#### Given text:
● ● ●

At the party, alcohol was available and the pilot, who was on call at the time, handed out herbal pills called Red Alert. The woman was found to have benzylpiperazine (BZP) in her blood. The pilot had a history of alcohol abuse due to tragic personal events.
He was investigated by police for supplying an illegal class C drug, but not charged.
The judge said the case was unusual because the pilot was currently unable to carry out his duties as a commercial pilot. His licence had been suspended by the director of Civil Aviation in April until a hearing in October, which meant his reinstatement by the ERA had to be on garden leave.
The reinstatement was then purely for the purpose of ensuring the pilot continued to be paid his $93,000-a-year salary, he said.
Pacific Blue had paid the pilot until the second week in September.
The pilot claimed his financial situation was dire, but that was largely his own fault, because he had lived beyond his means, even when employed. As the pilot could not perform his duties, the reinstatement was entirely for the purpose of him receiving money, the judge said. That was insufficient reason to reinstate him in the circumstances.
The pilot now faces two hearings in October – one by Civil Aviation about whether he is a fit and proper person to fly passengers and one by the ERA.
The pilot was employed by Pacific Blue Employment and Crewing Ltd, but the judge said it was essentially the same organisation as Pacific Blue Airlines NZ Ltd.

● ● ●

#### What the exercise asks:
Repeat the passage from the article on the pilot's reinstatement word for word, starting at "The judge said the" and ending at "week in September.".

#### Records:
● ● ●

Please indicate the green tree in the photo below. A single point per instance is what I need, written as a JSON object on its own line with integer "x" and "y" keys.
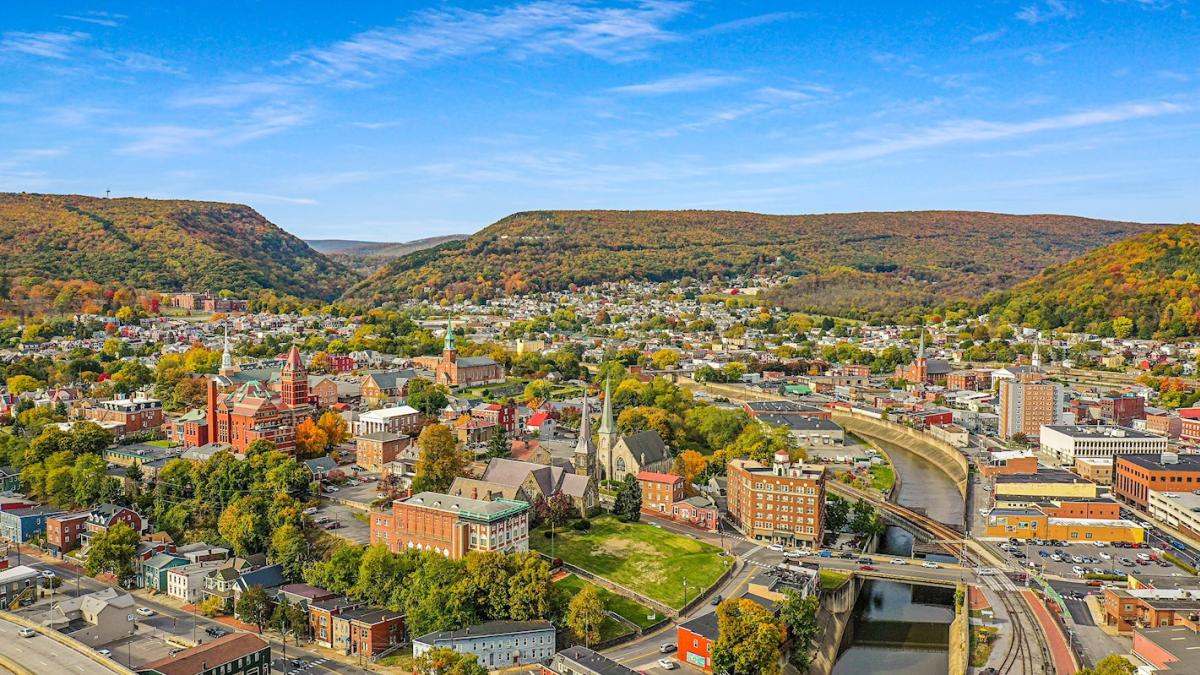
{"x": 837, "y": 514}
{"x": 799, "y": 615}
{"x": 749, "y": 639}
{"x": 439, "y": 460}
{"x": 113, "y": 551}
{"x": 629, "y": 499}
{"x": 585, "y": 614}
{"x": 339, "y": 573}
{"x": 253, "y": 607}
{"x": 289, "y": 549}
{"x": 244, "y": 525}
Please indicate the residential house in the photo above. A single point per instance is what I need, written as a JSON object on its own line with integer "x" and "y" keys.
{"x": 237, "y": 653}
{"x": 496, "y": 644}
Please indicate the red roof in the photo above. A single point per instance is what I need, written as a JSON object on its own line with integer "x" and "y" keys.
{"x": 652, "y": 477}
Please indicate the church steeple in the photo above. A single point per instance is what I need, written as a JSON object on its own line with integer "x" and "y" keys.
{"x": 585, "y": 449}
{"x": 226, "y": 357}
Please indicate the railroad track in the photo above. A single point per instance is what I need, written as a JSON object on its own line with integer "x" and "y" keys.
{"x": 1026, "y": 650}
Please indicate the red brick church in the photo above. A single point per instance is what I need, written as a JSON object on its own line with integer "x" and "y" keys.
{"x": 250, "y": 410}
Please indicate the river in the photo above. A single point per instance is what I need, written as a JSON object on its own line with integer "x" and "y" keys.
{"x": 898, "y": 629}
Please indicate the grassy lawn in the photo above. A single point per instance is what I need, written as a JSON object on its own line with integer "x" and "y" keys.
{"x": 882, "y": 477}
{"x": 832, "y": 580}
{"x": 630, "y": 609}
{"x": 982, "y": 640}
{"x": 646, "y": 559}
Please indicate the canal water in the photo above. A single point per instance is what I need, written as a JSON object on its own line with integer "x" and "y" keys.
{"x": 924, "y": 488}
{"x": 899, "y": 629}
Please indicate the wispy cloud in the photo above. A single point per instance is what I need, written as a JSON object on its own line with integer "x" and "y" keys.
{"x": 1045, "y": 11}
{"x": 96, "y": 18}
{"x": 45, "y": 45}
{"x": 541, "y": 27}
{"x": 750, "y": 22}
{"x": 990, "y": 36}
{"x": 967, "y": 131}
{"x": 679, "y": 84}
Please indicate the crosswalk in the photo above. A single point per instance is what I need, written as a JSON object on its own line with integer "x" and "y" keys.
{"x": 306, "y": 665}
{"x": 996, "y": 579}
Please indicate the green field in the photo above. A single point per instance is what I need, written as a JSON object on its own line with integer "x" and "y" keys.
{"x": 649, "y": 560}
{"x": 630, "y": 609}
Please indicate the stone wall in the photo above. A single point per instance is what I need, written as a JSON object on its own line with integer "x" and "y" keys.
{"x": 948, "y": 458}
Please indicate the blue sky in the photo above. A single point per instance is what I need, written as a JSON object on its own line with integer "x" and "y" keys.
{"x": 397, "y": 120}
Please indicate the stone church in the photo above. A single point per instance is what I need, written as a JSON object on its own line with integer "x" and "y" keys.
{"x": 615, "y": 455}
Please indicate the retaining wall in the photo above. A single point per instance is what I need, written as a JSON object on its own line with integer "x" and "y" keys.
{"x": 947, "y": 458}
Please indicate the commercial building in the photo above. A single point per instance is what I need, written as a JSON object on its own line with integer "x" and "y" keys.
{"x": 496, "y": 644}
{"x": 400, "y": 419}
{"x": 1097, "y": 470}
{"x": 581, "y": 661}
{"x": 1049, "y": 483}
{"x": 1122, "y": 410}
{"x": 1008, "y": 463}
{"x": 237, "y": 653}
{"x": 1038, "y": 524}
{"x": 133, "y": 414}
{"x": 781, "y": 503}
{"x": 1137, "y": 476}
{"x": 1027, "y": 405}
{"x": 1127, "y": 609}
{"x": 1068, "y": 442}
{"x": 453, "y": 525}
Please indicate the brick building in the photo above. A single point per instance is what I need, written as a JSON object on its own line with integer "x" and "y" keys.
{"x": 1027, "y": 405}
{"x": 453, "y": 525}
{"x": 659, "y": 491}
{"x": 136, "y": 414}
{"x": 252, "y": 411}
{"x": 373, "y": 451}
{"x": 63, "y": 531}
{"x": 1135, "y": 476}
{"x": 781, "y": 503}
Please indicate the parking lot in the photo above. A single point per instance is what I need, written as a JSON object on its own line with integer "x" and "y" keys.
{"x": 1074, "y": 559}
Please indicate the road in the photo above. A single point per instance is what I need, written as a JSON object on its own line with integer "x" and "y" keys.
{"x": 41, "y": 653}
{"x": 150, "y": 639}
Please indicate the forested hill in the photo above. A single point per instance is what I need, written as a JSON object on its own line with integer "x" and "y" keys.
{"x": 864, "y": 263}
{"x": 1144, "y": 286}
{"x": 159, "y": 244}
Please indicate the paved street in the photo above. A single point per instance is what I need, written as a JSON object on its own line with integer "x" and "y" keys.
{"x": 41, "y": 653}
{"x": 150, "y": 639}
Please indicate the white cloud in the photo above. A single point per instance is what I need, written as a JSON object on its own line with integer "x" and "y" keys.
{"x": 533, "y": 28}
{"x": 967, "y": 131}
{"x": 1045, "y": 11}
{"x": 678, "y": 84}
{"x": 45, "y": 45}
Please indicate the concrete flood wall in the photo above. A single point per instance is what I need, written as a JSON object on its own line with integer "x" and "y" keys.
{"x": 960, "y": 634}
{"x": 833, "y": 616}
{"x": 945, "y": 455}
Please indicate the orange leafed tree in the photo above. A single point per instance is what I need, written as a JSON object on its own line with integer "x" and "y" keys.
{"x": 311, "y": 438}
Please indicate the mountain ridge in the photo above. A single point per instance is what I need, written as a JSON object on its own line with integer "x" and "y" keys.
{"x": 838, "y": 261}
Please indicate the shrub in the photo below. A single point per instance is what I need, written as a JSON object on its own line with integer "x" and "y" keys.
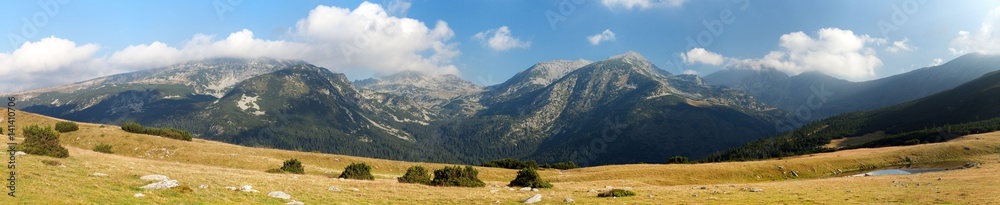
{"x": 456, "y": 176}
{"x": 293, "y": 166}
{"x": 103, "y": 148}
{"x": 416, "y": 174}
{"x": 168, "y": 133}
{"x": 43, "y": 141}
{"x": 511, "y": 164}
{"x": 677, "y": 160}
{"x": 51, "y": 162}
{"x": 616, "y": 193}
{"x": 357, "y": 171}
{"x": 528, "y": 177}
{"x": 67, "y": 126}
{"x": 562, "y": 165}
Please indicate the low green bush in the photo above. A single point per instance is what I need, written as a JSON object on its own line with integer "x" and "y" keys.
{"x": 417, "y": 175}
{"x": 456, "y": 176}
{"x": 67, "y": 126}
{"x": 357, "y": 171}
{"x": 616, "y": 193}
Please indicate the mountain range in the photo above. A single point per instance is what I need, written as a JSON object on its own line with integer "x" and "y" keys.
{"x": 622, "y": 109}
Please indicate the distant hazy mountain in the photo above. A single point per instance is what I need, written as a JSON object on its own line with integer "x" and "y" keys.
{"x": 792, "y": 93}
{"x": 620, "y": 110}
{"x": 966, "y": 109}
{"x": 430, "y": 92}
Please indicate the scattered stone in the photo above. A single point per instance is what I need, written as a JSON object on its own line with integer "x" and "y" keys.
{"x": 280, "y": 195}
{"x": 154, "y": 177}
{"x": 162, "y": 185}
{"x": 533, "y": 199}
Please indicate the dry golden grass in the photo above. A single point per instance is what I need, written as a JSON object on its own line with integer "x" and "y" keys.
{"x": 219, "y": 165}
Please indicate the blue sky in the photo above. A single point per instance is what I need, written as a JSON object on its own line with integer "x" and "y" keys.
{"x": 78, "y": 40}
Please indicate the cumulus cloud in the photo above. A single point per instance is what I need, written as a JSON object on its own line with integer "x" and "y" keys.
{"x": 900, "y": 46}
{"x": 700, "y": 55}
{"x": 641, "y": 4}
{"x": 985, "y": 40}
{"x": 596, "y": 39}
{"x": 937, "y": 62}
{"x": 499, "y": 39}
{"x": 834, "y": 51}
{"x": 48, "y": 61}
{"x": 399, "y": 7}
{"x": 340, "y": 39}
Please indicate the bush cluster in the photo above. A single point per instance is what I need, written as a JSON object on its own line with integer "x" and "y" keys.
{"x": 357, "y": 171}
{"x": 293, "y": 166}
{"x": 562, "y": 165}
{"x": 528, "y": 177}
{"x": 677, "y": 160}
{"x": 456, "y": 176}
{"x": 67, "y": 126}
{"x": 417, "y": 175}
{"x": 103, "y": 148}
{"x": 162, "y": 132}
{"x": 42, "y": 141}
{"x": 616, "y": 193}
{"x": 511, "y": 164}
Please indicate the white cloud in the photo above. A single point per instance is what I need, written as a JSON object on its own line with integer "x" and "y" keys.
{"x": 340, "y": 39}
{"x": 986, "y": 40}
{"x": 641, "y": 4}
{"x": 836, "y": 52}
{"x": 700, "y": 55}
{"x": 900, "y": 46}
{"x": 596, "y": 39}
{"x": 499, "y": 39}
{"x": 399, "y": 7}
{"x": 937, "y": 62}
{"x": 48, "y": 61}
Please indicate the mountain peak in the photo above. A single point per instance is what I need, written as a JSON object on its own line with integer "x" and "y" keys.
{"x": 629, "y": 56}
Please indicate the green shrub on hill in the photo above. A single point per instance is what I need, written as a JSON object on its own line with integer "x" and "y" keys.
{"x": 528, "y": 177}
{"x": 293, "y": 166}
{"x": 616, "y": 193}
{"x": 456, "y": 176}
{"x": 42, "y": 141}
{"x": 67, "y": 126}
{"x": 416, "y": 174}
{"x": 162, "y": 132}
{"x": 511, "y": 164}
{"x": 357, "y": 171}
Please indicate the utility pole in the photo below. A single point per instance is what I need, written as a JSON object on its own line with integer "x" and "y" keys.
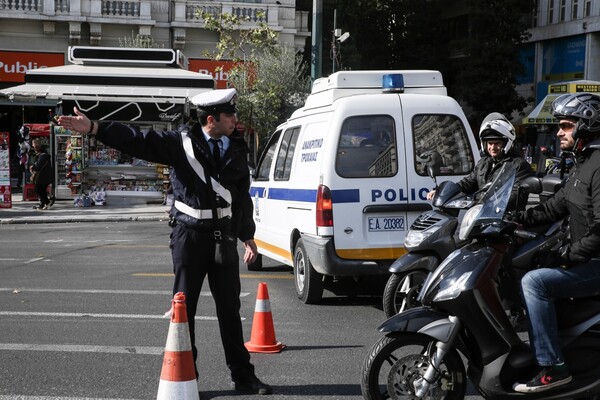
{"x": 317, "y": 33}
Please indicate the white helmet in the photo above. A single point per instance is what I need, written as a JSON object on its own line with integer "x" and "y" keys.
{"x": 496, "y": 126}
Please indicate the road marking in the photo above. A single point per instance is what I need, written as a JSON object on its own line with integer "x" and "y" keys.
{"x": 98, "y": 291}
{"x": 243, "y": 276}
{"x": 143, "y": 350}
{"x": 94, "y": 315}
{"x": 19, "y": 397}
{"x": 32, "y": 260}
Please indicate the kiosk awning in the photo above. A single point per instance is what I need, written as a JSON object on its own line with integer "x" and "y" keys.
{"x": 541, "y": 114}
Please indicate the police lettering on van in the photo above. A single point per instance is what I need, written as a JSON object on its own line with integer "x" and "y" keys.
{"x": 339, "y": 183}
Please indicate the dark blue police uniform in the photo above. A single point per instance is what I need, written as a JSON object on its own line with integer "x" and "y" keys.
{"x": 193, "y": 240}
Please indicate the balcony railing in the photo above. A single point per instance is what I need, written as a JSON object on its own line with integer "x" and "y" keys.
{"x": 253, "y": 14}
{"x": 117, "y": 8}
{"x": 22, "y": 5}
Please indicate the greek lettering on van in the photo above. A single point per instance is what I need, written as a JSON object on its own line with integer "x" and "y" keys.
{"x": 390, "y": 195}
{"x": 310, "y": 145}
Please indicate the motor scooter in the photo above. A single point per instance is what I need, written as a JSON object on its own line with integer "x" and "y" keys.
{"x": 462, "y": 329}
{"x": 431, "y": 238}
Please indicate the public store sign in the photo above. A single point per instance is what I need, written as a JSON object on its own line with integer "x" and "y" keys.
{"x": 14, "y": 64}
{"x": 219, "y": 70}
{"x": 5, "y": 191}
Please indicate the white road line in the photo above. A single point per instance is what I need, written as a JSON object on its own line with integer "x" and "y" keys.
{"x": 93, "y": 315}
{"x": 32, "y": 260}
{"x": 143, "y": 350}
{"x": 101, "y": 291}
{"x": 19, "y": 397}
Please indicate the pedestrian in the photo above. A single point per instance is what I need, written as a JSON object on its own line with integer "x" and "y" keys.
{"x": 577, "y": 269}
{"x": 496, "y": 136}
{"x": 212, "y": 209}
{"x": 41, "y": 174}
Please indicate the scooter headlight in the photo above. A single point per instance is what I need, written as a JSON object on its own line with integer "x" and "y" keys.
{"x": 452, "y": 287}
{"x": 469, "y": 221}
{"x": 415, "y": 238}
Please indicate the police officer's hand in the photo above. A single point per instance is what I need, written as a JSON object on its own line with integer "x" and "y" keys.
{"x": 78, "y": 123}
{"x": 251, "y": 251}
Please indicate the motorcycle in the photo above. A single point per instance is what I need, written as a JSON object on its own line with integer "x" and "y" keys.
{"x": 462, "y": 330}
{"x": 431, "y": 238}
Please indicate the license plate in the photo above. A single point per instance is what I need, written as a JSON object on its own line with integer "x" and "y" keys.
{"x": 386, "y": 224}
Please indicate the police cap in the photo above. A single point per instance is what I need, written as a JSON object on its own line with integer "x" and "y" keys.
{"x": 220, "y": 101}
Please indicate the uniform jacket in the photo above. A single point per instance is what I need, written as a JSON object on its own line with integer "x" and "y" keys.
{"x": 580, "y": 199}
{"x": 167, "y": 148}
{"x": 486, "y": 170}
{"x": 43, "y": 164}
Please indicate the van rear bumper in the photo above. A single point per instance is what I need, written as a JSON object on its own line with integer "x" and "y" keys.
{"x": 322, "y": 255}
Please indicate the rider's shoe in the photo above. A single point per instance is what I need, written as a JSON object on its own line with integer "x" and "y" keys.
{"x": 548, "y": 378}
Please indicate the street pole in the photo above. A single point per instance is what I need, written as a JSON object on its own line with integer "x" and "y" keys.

● ● ●

#### Correct answer:
The judge said the case was unusual because the pilot was currently unable to carry out his duties as a commercial pilot. His licence had been suspended by the director of Civil Aviation in April until a hearing in October, which meant his reinstatement by the ERA had to be on garden leave.
The reinstatement was then purely for the purpose of ensuring the pilot continued to be paid his $93,000-a-year salary, he said.
Pacific Blue had paid the pilot until the second week in September.